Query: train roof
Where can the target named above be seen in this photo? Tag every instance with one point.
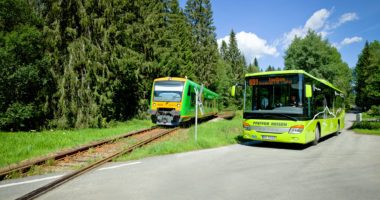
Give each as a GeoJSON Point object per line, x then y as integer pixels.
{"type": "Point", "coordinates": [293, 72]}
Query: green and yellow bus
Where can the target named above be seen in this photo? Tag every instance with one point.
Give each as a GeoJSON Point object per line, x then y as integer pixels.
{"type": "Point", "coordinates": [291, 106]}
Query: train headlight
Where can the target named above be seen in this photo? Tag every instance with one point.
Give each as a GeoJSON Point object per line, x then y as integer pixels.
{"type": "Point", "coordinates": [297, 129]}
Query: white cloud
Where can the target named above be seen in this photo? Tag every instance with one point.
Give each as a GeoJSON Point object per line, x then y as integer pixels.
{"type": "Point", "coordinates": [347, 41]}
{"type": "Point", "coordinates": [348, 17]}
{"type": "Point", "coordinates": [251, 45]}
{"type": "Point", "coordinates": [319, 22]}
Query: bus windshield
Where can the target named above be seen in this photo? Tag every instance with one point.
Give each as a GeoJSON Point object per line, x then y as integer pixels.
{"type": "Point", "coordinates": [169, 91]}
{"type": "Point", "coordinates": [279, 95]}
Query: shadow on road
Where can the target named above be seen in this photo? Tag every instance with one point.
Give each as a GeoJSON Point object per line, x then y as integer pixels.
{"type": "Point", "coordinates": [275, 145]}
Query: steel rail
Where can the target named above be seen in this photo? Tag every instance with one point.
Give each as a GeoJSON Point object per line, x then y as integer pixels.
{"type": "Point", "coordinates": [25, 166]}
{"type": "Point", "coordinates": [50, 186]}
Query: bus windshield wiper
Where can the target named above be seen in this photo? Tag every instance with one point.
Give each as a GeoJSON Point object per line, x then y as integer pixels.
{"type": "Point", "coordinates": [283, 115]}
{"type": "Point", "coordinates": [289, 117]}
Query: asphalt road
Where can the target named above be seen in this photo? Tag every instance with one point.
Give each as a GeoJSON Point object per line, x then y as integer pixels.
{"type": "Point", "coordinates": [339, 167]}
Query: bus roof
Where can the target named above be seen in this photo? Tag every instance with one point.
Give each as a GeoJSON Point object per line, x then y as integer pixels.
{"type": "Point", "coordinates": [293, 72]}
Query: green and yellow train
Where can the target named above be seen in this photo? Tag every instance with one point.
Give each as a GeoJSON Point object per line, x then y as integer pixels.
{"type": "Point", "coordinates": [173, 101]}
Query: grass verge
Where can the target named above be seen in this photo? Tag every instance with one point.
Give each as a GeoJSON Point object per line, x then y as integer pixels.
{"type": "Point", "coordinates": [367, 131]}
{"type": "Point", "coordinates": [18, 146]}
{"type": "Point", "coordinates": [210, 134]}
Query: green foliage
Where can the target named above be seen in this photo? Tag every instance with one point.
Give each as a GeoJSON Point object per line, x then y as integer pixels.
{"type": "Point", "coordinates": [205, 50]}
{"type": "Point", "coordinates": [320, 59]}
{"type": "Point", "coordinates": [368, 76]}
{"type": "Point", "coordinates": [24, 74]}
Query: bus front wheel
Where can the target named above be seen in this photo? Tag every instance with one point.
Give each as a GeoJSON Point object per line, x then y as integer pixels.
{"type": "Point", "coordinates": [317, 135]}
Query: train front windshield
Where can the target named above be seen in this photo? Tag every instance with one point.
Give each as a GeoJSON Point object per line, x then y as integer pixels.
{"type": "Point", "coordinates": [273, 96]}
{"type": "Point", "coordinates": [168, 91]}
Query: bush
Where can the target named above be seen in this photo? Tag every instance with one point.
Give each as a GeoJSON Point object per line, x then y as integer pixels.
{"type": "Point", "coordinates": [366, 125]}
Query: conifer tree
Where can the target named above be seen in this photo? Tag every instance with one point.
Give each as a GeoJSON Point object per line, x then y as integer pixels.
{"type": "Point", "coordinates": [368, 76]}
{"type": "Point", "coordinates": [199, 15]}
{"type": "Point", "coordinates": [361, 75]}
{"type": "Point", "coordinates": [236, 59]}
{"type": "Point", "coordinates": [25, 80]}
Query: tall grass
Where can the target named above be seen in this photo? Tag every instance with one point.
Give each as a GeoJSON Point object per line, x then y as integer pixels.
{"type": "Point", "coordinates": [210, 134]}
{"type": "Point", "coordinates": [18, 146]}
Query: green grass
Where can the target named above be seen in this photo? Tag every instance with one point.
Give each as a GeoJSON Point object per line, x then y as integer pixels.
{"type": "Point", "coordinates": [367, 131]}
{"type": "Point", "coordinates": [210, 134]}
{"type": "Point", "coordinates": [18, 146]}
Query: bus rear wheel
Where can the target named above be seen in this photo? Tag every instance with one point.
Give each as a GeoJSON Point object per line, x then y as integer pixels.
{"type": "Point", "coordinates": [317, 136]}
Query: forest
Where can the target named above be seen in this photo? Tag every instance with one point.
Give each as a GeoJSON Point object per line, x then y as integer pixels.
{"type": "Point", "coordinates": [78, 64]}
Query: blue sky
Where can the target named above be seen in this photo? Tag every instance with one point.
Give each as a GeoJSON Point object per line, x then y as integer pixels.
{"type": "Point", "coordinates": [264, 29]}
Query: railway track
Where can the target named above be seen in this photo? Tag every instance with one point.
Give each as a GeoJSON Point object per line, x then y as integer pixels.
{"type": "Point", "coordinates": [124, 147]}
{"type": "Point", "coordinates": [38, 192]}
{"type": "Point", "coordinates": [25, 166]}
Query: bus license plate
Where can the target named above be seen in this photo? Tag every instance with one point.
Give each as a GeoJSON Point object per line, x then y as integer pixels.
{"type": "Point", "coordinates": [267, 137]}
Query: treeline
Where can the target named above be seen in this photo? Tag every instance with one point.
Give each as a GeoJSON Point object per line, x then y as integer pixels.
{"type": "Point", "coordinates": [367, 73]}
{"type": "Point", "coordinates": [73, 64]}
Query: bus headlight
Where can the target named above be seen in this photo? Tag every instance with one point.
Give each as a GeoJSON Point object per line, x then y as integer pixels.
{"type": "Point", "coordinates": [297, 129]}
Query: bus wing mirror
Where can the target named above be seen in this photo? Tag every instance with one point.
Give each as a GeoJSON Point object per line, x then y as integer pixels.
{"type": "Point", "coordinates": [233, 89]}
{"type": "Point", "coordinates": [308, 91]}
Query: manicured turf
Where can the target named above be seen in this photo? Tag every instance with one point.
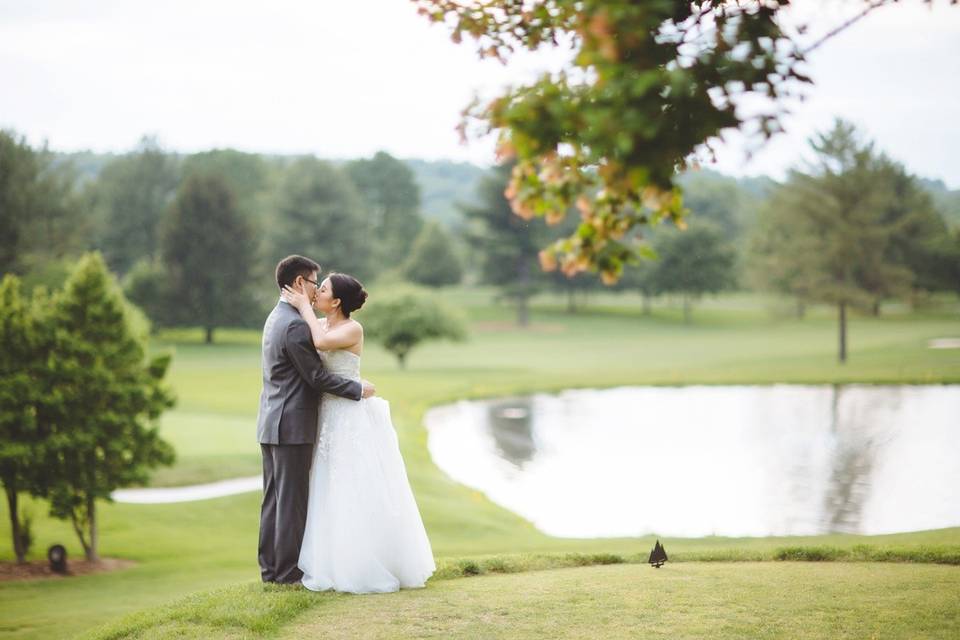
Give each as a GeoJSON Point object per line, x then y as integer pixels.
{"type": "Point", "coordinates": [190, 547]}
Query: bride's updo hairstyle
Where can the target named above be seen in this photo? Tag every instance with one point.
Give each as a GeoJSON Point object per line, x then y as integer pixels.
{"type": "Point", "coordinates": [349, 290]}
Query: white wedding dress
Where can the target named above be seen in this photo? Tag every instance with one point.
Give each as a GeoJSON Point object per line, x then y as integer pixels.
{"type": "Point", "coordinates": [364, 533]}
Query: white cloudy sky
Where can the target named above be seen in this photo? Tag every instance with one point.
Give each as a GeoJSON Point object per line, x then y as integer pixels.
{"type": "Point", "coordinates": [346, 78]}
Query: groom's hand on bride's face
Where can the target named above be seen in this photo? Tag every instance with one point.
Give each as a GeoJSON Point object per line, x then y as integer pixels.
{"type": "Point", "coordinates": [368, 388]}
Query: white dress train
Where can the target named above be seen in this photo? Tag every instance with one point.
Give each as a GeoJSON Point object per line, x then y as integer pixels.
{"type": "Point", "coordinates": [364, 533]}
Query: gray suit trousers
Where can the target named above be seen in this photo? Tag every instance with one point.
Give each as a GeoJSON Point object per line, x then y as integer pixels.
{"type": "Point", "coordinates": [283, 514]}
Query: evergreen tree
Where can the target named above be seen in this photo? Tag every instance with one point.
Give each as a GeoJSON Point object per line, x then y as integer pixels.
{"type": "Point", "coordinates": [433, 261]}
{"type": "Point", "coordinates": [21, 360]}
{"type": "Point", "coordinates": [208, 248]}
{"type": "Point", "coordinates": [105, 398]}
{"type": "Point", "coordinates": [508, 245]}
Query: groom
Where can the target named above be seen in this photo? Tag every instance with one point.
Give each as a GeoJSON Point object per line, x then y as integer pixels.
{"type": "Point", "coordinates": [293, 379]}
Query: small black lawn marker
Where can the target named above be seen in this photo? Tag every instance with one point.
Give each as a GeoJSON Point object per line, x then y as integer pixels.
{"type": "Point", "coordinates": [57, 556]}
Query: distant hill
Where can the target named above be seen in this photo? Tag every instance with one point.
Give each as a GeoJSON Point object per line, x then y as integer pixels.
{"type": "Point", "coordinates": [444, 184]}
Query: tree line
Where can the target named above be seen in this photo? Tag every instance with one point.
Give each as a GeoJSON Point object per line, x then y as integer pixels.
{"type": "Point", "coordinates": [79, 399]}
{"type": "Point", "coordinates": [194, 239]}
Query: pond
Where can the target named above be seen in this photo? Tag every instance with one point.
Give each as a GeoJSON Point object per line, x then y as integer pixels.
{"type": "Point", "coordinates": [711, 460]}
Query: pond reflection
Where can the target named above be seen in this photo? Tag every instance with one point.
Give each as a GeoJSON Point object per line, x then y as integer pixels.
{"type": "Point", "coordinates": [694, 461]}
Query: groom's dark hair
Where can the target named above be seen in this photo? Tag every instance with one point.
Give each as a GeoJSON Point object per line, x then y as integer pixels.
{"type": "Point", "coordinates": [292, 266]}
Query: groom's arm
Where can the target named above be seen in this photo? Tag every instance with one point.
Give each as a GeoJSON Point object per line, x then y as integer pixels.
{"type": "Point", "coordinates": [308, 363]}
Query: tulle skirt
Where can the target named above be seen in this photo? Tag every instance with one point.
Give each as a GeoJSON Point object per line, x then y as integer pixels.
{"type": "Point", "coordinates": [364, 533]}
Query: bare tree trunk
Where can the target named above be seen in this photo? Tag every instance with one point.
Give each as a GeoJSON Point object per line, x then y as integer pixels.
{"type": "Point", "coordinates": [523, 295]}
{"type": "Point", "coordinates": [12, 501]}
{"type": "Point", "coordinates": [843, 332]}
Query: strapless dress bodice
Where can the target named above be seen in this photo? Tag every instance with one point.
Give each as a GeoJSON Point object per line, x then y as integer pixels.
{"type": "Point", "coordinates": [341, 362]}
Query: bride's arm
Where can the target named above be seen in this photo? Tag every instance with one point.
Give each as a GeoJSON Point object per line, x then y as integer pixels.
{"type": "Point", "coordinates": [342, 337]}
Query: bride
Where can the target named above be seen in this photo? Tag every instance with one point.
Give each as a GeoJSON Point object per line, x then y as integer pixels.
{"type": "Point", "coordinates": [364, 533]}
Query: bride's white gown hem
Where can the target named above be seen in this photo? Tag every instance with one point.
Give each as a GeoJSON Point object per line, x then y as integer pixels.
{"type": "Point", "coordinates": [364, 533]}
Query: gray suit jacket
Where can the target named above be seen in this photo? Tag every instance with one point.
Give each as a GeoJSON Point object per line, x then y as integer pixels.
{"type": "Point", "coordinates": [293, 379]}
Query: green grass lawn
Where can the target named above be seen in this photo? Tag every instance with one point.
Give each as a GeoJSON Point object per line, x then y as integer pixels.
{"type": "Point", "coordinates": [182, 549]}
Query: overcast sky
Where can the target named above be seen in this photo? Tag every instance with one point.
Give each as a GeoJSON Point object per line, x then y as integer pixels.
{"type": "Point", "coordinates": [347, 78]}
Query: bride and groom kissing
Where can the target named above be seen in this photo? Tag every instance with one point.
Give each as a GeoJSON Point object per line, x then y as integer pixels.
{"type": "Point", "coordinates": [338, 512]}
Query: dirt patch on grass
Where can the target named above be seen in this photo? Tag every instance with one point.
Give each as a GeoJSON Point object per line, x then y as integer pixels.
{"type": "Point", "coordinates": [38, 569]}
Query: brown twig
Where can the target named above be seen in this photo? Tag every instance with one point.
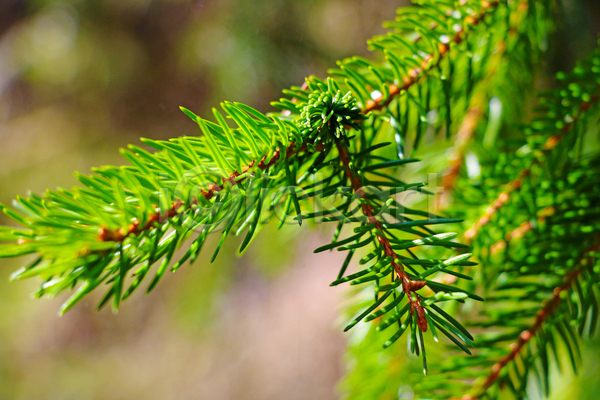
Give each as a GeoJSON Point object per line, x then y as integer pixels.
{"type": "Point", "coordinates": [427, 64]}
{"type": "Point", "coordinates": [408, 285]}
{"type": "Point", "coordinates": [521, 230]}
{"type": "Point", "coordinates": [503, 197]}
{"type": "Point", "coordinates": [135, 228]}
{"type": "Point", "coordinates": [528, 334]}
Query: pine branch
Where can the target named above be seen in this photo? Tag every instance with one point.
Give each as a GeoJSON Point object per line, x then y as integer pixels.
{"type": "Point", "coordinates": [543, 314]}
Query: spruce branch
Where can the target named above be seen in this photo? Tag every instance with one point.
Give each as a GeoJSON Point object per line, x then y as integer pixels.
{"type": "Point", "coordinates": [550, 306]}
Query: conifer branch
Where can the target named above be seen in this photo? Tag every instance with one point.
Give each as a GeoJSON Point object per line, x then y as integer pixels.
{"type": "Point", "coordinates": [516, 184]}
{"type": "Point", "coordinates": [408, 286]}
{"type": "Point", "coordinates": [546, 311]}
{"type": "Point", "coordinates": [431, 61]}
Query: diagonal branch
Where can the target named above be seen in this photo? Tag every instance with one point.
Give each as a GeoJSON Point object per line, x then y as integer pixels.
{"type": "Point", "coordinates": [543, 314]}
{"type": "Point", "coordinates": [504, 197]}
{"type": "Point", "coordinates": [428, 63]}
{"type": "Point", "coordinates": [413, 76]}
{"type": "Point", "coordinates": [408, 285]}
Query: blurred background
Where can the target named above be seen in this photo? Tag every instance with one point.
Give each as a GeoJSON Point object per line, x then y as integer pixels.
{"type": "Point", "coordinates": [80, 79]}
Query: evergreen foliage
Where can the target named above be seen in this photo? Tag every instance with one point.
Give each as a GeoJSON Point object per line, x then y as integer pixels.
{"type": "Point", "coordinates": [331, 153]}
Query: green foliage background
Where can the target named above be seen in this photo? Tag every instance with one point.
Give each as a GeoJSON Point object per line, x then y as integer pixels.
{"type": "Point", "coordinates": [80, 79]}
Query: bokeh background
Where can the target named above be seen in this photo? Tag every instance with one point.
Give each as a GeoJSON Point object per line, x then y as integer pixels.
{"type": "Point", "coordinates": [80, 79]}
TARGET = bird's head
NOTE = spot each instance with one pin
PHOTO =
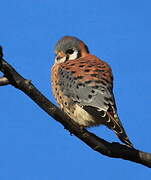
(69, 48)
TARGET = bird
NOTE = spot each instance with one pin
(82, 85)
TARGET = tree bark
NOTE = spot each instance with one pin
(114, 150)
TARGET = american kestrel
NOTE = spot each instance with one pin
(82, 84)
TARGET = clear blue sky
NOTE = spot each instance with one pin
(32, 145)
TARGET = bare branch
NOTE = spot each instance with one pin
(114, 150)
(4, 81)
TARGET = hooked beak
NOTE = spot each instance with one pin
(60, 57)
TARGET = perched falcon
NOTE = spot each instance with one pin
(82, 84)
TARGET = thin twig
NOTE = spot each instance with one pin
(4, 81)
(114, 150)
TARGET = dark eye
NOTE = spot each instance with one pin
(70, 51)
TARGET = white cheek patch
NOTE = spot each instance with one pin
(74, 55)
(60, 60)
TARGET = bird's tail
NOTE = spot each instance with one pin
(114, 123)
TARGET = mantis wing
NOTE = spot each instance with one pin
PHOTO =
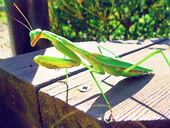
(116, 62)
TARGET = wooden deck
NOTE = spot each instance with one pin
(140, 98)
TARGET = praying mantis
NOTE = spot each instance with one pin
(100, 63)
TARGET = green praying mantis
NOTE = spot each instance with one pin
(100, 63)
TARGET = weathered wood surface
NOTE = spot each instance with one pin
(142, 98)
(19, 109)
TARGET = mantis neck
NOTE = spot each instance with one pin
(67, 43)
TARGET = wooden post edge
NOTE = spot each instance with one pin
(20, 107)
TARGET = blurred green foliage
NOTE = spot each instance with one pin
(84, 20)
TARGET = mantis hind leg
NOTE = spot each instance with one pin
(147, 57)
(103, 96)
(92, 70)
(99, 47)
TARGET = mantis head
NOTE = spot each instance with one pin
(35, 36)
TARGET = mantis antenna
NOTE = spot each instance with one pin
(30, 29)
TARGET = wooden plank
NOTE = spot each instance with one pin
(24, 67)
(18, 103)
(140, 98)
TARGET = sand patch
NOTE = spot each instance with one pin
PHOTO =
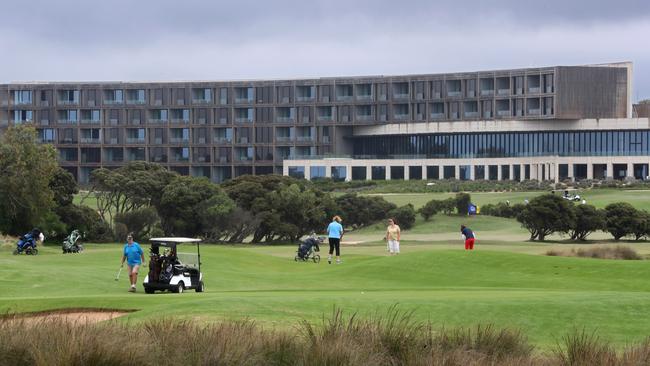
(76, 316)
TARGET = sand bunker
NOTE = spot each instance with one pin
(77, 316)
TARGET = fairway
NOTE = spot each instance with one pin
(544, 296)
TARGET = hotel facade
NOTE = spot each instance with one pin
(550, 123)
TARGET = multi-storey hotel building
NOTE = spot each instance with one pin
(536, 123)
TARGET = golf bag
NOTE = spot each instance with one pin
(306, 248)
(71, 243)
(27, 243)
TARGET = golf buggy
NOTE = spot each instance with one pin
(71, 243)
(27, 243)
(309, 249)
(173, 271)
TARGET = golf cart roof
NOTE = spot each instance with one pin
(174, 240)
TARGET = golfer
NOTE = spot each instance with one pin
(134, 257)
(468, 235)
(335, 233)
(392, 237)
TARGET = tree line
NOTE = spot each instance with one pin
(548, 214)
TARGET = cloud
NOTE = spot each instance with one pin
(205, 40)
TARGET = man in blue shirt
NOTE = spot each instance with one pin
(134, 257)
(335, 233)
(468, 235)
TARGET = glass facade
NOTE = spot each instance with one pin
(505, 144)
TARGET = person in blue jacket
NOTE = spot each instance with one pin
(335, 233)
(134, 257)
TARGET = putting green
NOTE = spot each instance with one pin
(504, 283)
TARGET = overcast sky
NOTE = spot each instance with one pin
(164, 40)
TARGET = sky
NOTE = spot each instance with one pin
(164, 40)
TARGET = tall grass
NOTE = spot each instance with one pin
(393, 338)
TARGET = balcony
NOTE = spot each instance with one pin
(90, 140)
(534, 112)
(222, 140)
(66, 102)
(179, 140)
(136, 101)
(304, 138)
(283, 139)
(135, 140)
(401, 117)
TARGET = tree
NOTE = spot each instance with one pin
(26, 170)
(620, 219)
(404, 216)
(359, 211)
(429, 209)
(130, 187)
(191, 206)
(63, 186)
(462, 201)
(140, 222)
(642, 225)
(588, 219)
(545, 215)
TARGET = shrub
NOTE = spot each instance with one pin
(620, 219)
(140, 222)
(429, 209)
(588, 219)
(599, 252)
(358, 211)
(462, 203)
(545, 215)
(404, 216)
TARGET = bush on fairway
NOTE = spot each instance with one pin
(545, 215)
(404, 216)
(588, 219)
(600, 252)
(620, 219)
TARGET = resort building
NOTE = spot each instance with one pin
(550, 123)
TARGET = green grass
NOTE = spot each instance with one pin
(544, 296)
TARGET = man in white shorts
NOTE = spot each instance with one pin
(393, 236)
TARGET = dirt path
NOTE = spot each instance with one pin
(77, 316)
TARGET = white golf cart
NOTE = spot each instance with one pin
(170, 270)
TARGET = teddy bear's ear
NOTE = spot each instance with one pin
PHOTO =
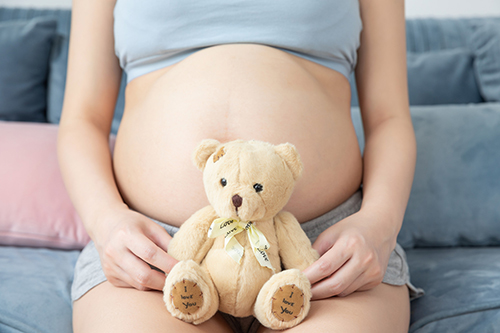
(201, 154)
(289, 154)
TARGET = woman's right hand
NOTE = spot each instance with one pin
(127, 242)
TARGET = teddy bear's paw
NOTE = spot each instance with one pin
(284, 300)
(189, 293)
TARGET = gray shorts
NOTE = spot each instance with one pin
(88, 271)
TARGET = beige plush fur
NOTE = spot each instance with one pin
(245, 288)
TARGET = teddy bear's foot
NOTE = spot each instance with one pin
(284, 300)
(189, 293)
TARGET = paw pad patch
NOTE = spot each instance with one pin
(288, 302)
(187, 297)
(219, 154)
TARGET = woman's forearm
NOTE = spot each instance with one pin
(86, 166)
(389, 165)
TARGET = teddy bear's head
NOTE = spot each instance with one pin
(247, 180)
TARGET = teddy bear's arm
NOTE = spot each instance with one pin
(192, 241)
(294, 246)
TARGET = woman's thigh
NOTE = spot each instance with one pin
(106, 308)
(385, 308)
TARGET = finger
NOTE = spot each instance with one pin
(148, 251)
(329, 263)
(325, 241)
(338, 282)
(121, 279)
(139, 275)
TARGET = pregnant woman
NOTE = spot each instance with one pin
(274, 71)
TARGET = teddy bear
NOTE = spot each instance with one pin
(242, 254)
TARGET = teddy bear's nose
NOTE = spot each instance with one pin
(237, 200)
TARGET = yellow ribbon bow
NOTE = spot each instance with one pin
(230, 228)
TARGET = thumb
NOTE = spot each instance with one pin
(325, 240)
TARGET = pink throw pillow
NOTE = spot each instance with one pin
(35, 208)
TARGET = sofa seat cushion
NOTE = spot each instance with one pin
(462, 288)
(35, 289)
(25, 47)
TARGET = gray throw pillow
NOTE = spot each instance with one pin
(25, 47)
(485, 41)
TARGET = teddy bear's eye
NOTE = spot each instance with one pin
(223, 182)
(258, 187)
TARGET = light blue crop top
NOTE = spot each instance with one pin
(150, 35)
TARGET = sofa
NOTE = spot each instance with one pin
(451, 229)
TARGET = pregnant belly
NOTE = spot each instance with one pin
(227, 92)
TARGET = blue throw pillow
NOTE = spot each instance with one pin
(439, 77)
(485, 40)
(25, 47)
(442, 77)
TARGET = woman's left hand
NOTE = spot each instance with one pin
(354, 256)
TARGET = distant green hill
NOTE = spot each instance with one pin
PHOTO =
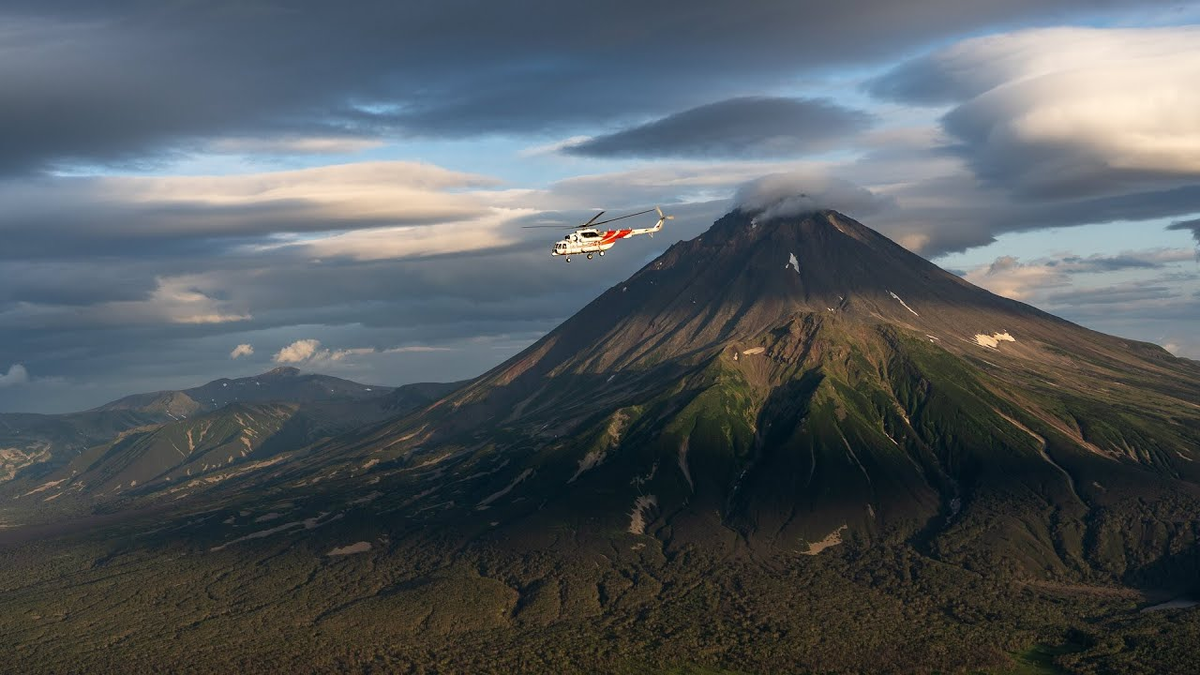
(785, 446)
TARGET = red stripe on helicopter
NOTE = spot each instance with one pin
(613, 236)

────

• [DE OPDRACHT]
Zet de gegevens hierboven om in een CSV met twee kolommen, "invoer" en "uitvoer". Begin bij de regel met "TARGET = pregnant belly" en ga door tot en met het einde van de gegevens. Maak één rij per opdrachttekst met het bijbehorende antwoord, zet elk veld tussen aanhalingstekens, vervang regeleinden door spaties en laat de afbeeldingen weg.

• [JUISTE ANTWOORD]
invoer,uitvoer
"TARGET = pregnant belly NOTE = spot each instance with one pin","(227, 92)"
"TARGET = blue throw pillow NOTE = spot each instance with one pin","(439, 77) (485, 40) (25, 47) (442, 77)"
"TARGET = woman's left hand NOTE = spot each instance with one pin","(354, 256)"
"TARGET = distant green hill NOTE = spot each instance with one pin PHOTO =","(785, 446)"
"TARGET = red stripe on helicopter NOTE = spot each instance with one pin","(613, 236)"